> _PROBLEM 1_
According to the passage on ipRGCs, about how many melanopsin molecules does each ipRGC have?
> _PROBLEM 2_
Please list every specific kind of animal the passage on ipRGCs names.

> _DOCUMENT EXCERPT_
Taking the long view

IpRGCs can respond to light independently of the rods and cones that handle image vision and, unlike those cells, message the brain directly. Each ipRGC has some 10,000 melanopsin molecules that capture light. (Interestingly, melanopsin more closely resembles photosensitive molecules found in flies and squid than those in humans and other mammals.)

IpRGCs can signal the brain for sustained periods—hours long—in contrast to the rapid-shutter responses typical of other cells in the retina. The researchers’ first question was: why? They stimulated ipRGCs from the mouse retina in a dish with pulses of light and measured their electrical output. They found a system exquisitely tuned to the “big picture” of light.

First, once they’re activated, melanopsin molecules tend to stay active. If you glance out the window on a sunny day, melanopsin molecules activated during that glance continue to signal for minutes afterward, even in darkness. Another glance activates additional molecules. The more melanopsin molecules that get activated, the stronger the signals that ipRGCs send to your brain. “Since melanopsin adds up the amount of light you see, brief exposures can give very long-lasting effects,” says Do.

IpRGCs tally photons over many minutes in order to generate signals that reflect the overall light level. “The brain uses these signals to synchronize its internal clock with local time,” says Do. “If ipRGCs responded to momentary changes in light level—from a flash of lightning or a passing cloud—their signals would fluctuate and push the clock to be constantly set and reset, potentially making its reading unclear.”

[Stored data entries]

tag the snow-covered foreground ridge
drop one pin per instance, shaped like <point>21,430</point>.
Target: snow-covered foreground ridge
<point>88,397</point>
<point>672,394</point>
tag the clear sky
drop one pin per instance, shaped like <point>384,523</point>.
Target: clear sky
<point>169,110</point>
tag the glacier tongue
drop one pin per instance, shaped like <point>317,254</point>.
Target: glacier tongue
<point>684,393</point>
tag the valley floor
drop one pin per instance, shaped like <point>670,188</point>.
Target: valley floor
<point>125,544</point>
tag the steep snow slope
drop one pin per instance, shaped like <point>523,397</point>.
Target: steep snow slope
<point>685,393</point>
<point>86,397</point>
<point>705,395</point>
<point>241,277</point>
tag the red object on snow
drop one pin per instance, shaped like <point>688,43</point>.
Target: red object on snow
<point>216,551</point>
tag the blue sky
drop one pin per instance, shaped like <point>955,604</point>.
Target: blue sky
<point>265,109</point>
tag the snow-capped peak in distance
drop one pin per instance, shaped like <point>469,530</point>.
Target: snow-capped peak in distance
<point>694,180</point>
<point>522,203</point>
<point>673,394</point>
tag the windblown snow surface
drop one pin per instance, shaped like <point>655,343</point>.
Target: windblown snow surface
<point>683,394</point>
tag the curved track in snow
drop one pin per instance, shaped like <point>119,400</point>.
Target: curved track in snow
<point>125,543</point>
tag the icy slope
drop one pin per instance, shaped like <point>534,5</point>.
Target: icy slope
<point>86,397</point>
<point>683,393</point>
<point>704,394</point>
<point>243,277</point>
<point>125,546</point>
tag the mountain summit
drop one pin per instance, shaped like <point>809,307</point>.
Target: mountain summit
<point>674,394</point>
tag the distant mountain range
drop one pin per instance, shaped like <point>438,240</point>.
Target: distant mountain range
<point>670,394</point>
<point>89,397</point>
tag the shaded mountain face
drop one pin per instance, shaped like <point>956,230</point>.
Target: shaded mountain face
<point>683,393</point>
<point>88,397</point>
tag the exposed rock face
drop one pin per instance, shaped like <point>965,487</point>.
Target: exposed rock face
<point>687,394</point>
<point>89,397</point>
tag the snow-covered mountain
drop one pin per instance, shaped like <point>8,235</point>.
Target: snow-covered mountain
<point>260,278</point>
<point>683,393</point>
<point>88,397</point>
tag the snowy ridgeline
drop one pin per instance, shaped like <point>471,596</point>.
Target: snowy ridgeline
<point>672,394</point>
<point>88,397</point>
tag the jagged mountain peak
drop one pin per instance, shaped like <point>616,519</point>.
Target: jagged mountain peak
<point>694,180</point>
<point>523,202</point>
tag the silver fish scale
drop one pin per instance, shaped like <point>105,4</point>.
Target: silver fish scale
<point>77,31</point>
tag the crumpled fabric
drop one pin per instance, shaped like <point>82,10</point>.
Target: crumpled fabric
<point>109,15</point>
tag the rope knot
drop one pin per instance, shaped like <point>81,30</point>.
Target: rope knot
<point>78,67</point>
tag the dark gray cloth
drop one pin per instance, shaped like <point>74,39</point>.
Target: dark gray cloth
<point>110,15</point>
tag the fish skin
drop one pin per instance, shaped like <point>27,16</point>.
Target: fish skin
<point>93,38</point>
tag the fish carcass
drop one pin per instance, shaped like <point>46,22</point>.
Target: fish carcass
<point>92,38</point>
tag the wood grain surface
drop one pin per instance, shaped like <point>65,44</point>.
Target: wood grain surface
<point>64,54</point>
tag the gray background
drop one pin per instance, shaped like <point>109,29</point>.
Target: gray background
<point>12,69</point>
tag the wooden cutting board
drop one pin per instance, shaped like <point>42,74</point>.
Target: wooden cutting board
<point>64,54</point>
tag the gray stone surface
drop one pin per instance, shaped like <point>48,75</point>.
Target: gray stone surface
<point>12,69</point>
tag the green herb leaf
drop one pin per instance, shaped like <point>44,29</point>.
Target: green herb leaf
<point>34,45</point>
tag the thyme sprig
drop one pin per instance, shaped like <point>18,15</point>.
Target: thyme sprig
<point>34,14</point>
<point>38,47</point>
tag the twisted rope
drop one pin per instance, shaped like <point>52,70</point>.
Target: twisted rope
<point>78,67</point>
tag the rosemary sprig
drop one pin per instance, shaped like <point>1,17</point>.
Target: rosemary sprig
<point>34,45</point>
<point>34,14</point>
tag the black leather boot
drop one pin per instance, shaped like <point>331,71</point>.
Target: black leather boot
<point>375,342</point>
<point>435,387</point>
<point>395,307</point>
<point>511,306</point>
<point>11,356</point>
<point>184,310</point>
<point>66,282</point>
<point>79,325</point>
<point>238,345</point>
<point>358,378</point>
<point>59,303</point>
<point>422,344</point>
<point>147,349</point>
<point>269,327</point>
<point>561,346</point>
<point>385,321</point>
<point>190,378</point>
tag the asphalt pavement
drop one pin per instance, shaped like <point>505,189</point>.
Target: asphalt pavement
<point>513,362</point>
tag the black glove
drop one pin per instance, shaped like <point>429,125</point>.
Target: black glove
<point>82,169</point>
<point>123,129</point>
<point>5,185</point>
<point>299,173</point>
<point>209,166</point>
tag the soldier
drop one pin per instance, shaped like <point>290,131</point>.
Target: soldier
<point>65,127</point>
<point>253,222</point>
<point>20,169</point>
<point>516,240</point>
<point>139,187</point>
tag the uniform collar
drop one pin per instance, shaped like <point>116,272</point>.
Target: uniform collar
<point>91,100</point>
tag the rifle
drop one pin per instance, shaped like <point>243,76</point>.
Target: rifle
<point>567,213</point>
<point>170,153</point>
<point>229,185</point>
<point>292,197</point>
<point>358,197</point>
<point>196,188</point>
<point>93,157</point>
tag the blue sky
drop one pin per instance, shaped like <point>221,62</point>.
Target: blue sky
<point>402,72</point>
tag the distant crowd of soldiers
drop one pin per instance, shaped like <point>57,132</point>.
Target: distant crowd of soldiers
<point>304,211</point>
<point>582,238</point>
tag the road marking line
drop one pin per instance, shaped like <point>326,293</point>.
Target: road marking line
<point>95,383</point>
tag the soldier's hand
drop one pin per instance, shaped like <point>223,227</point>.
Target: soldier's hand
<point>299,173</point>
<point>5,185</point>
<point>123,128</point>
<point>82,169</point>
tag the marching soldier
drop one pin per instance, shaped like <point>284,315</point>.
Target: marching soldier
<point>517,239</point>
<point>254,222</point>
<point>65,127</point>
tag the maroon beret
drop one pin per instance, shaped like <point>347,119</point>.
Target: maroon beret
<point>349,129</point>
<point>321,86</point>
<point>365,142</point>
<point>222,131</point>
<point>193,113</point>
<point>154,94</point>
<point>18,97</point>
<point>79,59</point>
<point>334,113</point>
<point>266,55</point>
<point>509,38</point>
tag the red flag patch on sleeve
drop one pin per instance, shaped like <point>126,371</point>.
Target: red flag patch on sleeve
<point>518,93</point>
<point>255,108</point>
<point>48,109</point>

> _ANSWER SECTION 1_
Some 10,000.

> _ANSWER SECTION 2_
Flies, squid, humans, mouse